--- Parts of the exercise ---
**1.** Name every method that the pipekit notes below say each driver implements.
**2.** According to the pipekit notes below, how often does the scheduler thread wake?
**3.** Render this sentence from the pipekit notes below in German: "The wizard UI calls /api/introspect/* which dispatches to the appropriate driver."

--- Document section ---
+-------+

Passwords in connections are stored as $VAR_NAME references. At run time they are resolved from /etc/pipekit/secrets.env (override with PIPEKIT_SECRETS env var). Config path override: PIPEKIT_CONFIG.

Driver Abstraction

Each driver in pipekit/drivers/ inherits from base.py::Driver and implements: browse_fields, list_tables, list_schemas, get_columns, map_type, default_expression, quote_identifier. The wizard UI calls /api/introspect/* which dispatches to the appropriate driver.

Module Columns

Modules store their column mapping as columns_json — a JSON list of dicts with keys source_name, source_type, dest_name, dest_type. The engine uses this to build the staging CREATE TABLE and the merge INSERT column lists.

Inline Watermark Editing

Watermarks are managed inline on both the module edit form and wizard step 3 (not just via the standalone /watermarks/{id}/edit page). The module edit form (module_form.html) renders existing watermarks as editable rows and submits them as parallel arrays (wm_id[], wm_name[], wm_connection_id[], wm_resolver_sql[], wm_default_value[], wm_deleted_id[]). The _save_inline_watermarks(form, module_id) helper in web/app.py processes these arrays — updates existing rows, creates new ones, deletes removed ones. Both module_update and wizard_create call it after saving the module. A client-side placeholder warning checks that {name} tokens in the source query match the watermark names on the page.

Merge Key

merge_key is stored as a comma-separated string (e.g., "col1, col2"). The engine parses it and generates a multi-column DELETE predicate for incremental strategy.

Staging Table

Recreated on every run as pipekit_staging.{module_name} (DROP + CREATE, not IF NOT EXISTS). Ephemeral — exists only during the run.

Scheduler

pipekit/scheduler.py runs a single daemon thread (started via FastAPI lifespan in api/app.py). It wakes every 60 s, reads all enabled schedules, and fires run_group for any whose next cron occurrence has passed since last_fired_at. last_fired_at is written to the DB before the run thread is spawned — prevents double-fire if a run is slow or pipekit restarts mid-run. Uses croniter for cron expression evaluation. Cron expressions are evaluated in local server time (not UTC) — 0 4 * * * fires at 04:00 local.

API vs. Web

  • /api/* — JSON REST, HTTP Basic Auth, consumed by HTMX fragments and external callers
  • / and other bare paths — full HTML pages (Jinja2), no auth currently
  • POST /modules/{id}/run returns {run_id} immediately (both API and web); run is async via BackgroundTasks
  • GET /runs/{id}/live — HTML fragment endpoint; HTMX polls this every 2 s while status=running to show live_log + status
  • /groups/* — group CRUD, run, live fragment; /group-runs/{id} — group run detail with per-module run links

Tech Stack

  • Python 3.10+, FastAPI, Uvicorn, Jinja2, PyYAML, SQLite3 (stdlib), croniter
  • python-multipart required for HTML form POSTs (not auto-installed as a FastAPI transitive dep)
  • Frontend: HTMX (CDN) + vanilla JS; Alpine.js is NOT loaded despite being listed in older docs
  • jrunner: separate Java tool, must be on PATH; JAVA_HOME must also be set — deploy.sh detects and injects it into the systemd unit automatically
  • Runs as the pipekit system user; venv at /opt/pipekit/.venv owned by that user; secrets at /etc/pipekit/secrets.env (mode 0640, group pipekit)

Full Spec

/opt/pipekit/SPEC.md is the authoritative design document. Read it for deep rationale on any architectural decision.

+-------+

--- Dataset records ---
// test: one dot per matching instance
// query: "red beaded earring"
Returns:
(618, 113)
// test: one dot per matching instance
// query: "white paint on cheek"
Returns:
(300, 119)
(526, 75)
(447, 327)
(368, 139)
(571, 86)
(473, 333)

+-------+

--- Solutions to each task ---
**1.** browse_fields, list_tables, list_schemas, get_columns, map_type, default_expression, quote_identifier

**2.** Every 60 seconds.

**3.** Die Assistenten-Benutzeroberfläche ruft /api/introspect/* auf, das an den passenden Treiber weiterleitet.